DIRECTIONS FOR THIS TASK:
Return every row that contains the string "emblem", copying each one in full and treating uppercase and lowercase letters as different.
====== RECORD SET ======
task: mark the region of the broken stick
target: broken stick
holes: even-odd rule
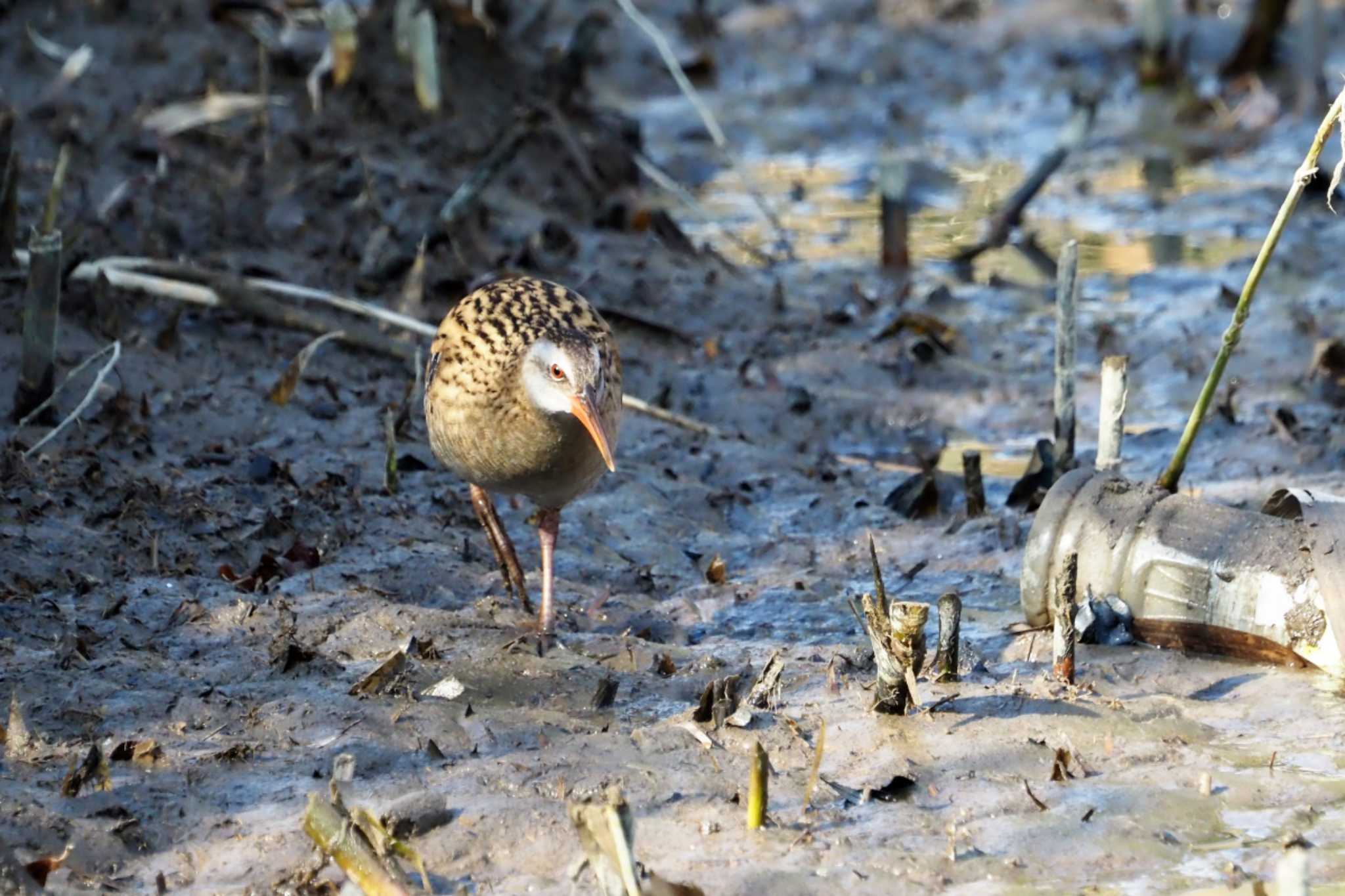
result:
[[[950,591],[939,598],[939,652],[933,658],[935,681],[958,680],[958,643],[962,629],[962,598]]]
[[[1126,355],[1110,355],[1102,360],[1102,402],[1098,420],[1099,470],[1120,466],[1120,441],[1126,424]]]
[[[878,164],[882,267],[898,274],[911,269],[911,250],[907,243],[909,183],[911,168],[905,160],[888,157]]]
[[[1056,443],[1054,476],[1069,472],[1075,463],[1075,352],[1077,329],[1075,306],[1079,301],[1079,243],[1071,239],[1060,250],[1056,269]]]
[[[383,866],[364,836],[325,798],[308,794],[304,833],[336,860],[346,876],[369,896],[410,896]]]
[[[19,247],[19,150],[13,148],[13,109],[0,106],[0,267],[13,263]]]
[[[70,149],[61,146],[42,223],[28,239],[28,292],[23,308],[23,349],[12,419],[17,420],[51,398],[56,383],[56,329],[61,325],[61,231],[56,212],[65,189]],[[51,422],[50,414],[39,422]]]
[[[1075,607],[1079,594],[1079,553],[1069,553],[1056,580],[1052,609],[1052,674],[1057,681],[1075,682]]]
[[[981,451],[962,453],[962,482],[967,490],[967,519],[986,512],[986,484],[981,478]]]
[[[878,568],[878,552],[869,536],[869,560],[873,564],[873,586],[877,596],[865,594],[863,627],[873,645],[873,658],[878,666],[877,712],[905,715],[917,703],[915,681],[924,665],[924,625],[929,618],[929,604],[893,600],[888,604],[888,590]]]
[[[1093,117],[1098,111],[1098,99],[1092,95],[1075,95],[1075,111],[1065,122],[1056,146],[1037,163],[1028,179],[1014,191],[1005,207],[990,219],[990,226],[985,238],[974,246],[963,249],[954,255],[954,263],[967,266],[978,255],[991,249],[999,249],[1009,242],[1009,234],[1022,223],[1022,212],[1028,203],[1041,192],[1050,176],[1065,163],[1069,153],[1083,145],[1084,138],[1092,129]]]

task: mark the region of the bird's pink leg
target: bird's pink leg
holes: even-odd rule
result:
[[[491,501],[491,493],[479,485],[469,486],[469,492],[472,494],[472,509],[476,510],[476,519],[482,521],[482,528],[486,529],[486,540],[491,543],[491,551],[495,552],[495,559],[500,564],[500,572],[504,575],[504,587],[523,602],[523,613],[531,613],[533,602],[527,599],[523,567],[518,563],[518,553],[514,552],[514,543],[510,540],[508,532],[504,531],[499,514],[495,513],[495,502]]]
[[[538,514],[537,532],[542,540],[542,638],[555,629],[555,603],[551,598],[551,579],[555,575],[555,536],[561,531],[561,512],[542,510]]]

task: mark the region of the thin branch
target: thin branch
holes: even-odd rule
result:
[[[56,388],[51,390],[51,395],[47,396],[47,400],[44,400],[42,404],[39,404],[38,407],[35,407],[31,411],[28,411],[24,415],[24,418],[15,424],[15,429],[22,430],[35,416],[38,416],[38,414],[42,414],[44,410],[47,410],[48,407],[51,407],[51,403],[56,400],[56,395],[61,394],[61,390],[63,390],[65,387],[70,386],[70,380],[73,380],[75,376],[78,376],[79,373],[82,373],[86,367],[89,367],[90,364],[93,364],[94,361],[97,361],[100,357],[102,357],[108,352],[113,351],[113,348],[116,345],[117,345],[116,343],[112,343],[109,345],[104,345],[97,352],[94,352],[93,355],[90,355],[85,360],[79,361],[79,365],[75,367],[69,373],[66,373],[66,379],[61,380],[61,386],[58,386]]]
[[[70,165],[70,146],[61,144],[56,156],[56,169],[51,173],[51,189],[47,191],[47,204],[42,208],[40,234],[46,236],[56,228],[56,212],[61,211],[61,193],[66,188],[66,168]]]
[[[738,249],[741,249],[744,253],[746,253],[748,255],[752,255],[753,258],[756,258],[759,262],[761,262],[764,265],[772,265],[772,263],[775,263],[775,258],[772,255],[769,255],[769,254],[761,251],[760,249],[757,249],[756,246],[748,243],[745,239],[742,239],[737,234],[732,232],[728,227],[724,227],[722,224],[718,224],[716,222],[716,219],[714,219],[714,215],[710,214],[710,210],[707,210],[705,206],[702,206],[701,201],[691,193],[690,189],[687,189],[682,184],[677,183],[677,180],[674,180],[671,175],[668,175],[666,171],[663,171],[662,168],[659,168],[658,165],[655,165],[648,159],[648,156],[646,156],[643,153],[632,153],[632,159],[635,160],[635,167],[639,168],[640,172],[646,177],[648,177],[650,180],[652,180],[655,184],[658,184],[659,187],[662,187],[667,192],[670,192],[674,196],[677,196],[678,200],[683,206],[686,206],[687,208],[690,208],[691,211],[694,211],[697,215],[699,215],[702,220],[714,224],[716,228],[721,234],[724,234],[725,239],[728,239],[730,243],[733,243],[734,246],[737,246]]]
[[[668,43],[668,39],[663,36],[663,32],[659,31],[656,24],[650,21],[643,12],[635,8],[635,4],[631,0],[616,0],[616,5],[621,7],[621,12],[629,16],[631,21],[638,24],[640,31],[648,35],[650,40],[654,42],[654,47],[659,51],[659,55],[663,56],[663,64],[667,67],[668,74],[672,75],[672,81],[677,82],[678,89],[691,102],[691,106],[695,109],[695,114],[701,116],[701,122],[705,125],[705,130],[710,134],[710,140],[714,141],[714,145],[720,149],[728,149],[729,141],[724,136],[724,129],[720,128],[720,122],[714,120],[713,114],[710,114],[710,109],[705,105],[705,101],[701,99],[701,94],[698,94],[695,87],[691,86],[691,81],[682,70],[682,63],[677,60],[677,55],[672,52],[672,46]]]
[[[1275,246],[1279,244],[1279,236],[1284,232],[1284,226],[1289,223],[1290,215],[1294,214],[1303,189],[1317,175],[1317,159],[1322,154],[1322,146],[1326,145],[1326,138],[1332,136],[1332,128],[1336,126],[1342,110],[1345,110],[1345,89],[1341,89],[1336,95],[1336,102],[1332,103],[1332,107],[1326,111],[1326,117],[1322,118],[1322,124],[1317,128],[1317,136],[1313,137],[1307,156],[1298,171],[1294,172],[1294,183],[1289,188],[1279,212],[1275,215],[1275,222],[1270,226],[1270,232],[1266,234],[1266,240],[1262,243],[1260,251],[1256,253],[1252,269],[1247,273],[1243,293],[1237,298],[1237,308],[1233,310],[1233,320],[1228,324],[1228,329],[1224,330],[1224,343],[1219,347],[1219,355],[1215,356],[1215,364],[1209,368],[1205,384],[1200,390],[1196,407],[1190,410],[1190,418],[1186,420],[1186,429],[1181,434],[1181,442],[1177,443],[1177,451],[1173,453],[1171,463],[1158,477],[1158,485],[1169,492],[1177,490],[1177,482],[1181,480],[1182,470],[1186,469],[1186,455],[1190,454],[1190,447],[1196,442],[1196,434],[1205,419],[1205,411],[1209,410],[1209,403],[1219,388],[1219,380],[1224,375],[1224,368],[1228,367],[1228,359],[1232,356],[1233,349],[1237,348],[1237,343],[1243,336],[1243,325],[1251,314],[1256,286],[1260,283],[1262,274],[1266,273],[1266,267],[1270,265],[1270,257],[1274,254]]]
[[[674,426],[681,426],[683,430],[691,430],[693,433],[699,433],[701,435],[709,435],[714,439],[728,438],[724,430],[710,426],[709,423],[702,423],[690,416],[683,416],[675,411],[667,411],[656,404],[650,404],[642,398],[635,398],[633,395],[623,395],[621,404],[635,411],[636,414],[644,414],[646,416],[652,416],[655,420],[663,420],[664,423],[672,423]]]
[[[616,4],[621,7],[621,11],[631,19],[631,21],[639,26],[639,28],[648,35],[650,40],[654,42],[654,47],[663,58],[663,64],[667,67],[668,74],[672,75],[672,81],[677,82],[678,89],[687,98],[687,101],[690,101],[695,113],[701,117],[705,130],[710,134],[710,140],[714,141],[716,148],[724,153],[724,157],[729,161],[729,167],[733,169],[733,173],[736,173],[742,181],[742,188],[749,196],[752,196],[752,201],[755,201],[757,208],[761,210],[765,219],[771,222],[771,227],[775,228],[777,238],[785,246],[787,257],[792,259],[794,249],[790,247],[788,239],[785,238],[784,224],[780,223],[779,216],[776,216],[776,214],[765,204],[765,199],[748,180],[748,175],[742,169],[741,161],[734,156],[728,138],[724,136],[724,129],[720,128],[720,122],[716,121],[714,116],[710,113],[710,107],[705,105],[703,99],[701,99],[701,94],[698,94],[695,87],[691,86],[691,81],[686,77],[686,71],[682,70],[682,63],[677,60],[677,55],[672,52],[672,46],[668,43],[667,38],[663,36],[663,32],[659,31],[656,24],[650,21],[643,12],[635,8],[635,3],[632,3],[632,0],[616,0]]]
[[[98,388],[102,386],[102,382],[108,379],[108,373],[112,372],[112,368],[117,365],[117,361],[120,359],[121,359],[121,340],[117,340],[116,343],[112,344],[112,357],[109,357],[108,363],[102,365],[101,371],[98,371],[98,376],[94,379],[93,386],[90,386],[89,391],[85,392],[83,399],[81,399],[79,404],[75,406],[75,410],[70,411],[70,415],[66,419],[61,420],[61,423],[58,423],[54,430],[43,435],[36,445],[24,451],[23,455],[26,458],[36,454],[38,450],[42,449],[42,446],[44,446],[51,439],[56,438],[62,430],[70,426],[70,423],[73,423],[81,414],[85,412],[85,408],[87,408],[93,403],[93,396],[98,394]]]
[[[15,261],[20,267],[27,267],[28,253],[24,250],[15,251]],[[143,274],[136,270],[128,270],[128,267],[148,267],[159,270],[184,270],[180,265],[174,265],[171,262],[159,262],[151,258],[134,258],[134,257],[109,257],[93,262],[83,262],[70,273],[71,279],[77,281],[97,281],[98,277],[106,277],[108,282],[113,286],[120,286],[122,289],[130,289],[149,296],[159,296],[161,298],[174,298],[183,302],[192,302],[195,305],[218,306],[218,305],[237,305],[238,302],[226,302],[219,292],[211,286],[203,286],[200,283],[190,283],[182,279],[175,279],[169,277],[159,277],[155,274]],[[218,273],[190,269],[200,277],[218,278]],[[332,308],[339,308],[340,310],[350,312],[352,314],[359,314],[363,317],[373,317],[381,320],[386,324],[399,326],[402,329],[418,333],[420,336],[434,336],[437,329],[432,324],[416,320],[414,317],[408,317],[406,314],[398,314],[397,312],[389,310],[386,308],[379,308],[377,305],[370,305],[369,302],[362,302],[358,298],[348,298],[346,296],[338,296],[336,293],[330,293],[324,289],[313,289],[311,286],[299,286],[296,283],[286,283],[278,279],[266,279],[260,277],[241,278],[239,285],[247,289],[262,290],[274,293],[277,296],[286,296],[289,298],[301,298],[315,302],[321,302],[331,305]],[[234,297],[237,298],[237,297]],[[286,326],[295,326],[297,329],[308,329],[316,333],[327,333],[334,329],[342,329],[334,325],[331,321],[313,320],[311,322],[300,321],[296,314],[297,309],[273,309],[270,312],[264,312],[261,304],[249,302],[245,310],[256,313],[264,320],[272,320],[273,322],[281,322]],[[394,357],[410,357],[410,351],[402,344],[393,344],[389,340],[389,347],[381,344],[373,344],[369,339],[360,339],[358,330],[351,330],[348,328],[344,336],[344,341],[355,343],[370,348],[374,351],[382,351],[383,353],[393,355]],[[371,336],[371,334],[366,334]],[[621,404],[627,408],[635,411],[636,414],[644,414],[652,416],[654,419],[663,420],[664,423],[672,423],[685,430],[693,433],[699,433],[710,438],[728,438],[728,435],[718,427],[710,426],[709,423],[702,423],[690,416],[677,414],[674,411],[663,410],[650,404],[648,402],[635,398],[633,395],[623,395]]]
======
====== RECORD SET ======
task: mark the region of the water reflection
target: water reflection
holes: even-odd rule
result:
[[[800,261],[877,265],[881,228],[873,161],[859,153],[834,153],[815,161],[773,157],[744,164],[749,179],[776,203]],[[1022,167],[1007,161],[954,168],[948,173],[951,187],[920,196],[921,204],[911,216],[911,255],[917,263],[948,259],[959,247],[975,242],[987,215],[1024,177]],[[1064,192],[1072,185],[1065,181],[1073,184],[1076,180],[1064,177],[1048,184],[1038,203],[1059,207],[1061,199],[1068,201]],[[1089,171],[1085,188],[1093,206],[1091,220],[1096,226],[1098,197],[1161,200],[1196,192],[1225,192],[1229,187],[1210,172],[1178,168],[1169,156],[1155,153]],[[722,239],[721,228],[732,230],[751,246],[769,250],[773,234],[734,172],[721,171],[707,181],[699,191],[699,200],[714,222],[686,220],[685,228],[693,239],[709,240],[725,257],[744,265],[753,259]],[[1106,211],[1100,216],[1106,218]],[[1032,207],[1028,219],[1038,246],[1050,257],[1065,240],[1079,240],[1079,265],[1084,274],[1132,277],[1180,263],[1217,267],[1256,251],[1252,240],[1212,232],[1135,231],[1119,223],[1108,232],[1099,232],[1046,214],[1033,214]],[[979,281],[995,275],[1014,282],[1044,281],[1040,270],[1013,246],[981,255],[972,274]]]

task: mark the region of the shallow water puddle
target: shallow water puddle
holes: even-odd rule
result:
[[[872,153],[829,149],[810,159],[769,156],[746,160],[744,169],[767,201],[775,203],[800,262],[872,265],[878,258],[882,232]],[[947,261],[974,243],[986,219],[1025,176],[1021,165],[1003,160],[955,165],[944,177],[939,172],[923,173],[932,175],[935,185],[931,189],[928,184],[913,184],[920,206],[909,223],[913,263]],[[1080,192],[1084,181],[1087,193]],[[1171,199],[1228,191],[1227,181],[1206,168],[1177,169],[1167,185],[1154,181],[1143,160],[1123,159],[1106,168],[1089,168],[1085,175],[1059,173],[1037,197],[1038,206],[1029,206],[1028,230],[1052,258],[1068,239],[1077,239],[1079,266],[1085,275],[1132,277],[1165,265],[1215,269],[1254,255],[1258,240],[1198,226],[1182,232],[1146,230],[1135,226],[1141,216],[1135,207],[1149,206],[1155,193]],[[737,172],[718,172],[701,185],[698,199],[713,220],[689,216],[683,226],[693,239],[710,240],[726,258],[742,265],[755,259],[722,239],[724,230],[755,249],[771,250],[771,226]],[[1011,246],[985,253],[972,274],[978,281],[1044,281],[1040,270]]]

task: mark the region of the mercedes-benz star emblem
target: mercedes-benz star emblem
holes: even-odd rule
======
ANSWER FOR THIS EXERCISE:
task: mark the region of the mercedes-benz star emblem
target: mercedes-benz star emblem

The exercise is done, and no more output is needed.